§ **Brief**
Your task is to print every entry below exactly as given.

§ **Provided records**
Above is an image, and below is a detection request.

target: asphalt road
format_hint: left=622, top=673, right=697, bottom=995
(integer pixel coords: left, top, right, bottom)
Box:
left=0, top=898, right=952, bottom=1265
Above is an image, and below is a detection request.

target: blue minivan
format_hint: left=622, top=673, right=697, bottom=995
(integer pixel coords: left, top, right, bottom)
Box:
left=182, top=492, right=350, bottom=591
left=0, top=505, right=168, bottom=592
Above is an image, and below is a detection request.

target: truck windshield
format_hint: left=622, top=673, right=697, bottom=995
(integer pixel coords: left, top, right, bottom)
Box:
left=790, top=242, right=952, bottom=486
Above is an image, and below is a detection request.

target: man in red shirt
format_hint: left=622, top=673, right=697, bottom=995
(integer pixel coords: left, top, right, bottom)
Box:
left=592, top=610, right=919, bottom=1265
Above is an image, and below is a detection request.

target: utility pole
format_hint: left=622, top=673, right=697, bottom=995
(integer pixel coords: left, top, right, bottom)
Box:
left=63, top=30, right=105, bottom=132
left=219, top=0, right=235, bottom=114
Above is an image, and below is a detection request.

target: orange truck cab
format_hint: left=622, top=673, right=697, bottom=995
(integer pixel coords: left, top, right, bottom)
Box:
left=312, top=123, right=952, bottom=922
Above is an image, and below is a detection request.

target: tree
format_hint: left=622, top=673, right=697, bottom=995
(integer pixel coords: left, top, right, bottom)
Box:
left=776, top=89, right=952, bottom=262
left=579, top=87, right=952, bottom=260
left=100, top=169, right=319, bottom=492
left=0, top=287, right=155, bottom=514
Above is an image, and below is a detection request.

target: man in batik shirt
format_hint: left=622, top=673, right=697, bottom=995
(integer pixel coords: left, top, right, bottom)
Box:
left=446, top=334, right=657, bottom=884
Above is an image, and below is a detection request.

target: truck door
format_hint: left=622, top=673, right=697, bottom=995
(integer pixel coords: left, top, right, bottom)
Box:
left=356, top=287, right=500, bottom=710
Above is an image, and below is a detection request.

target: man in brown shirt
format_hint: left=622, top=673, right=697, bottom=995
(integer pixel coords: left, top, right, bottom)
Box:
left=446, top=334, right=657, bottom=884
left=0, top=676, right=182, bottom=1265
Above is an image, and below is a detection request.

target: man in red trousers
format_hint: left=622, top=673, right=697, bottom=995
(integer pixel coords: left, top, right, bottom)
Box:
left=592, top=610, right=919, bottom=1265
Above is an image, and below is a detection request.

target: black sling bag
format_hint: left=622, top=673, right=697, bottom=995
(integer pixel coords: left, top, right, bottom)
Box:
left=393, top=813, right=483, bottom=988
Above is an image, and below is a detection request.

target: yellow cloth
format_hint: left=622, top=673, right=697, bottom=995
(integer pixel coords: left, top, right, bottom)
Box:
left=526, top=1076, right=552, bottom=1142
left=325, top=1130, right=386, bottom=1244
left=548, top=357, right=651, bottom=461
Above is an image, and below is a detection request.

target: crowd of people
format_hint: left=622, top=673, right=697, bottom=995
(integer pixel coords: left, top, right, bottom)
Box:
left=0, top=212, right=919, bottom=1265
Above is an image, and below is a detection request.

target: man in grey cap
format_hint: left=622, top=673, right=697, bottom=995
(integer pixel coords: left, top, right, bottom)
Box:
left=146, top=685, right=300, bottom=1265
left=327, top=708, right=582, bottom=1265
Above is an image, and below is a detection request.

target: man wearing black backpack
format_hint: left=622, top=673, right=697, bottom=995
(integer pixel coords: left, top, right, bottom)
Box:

§ **Response**
Above is an image, and below is a detection request.

target: asphalt road
format_hint: left=622, top=673, right=697, bottom=995
(integer pixel coords: left, top, right, bottom)
Box:
left=0, top=898, right=952, bottom=1265
Above is an image, and below is a detection request.

target: blue minivan
format_hint: left=622, top=673, right=697, bottom=995
(integer pixel coords: left, top, right, bottom)
Box:
left=182, top=492, right=350, bottom=591
left=0, top=505, right=168, bottom=592
Above is an image, and below is a detection request.

target: truck windshield
format_hint: left=622, top=673, right=697, bottom=995
(integer pixel coords: left, top, right, bottom)
Box:
left=790, top=242, right=952, bottom=486
Above is an image, and below is a detection request.

target: man in red shirt
format_hint: left=622, top=673, right=697, bottom=995
(integer pixel coords: left, top, right, bottom)
Box:
left=592, top=610, right=919, bottom=1265
Above is an image, and below is a detection request.

target: utility pole
format_hint: left=622, top=673, right=697, bottom=995
(integer pixel coords: left, top, right, bottom)
Box:
left=63, top=30, right=105, bottom=132
left=219, top=0, right=235, bottom=114
Above is an image, and below is a detection request.

target: orange truck cab
format_hint: left=622, top=673, right=697, bottom=995
(integer pixel coords: left, top, right, bottom)
Box:
left=312, top=123, right=952, bottom=922
Above is an image, and below is a detection request.

target: tree
format_hint: left=622, top=673, right=697, bottom=995
(integer pixel coords: left, top, right, bottom)
Box:
left=776, top=89, right=952, bottom=262
left=579, top=87, right=952, bottom=260
left=100, top=169, right=319, bottom=492
left=0, top=287, right=155, bottom=514
Above is an image, and below is a detection request.

target: man in batik shirt
format_hint: left=622, top=673, right=697, bottom=995
(integer pixel coords: left, top, right, bottom)
Box:
left=446, top=334, right=657, bottom=884
Above is an image, and below is a detection request.

target: truck door
format_hint: left=622, top=673, right=697, bottom=995
(integer pixel coords: left, top, right, bottom)
Box:
left=356, top=287, right=500, bottom=710
Above is an image, and below is a detection request.

target: man in brown shirt
format_hint: left=622, top=673, right=697, bottom=995
(integer pixel coords: left, top, right, bottom)
Box:
left=446, top=334, right=657, bottom=884
left=0, top=676, right=182, bottom=1265
Above is an image, and below is a detection request.

target: man in red trousers
format_hint: left=622, top=673, right=697, bottom=995
(integer pixel coords: left, top, right, bottom)
Box:
left=592, top=610, right=919, bottom=1265
Above is an image, and below is a detection request.

target: black sling bag
format_hint: left=622, top=673, right=697, bottom=995
(integer pixel coords: left, top, right, bottom)
Box:
left=393, top=813, right=483, bottom=988
Above is an image, and below is a detection request.

target: yellow cloth
format_hint: left=622, top=673, right=697, bottom=995
(integer pixel coords: left, top, right, bottom)
Box:
left=526, top=1076, right=552, bottom=1142
left=325, top=1130, right=386, bottom=1244
left=548, top=357, right=651, bottom=461
Above is an image, and below is a detection request.

target: crowd of people
format_hint: left=622, top=673, right=697, bottom=995
(integer pixel coords: left, top, right, bottom)
Box:
left=0, top=212, right=919, bottom=1265
Above is an image, and below is a detection request.

target: man in grey cap
format_hint: left=622, top=673, right=697, bottom=995
(integer pixel coords: left, top, right, bottom)
Box:
left=146, top=685, right=300, bottom=1265
left=327, top=708, right=582, bottom=1265
Above is an image, and below is a detection request.

target: man wearing black backpack
format_hint: left=622, top=673, right=697, bottom=995
(integer pixel coords: left, top, right, bottom)
Box:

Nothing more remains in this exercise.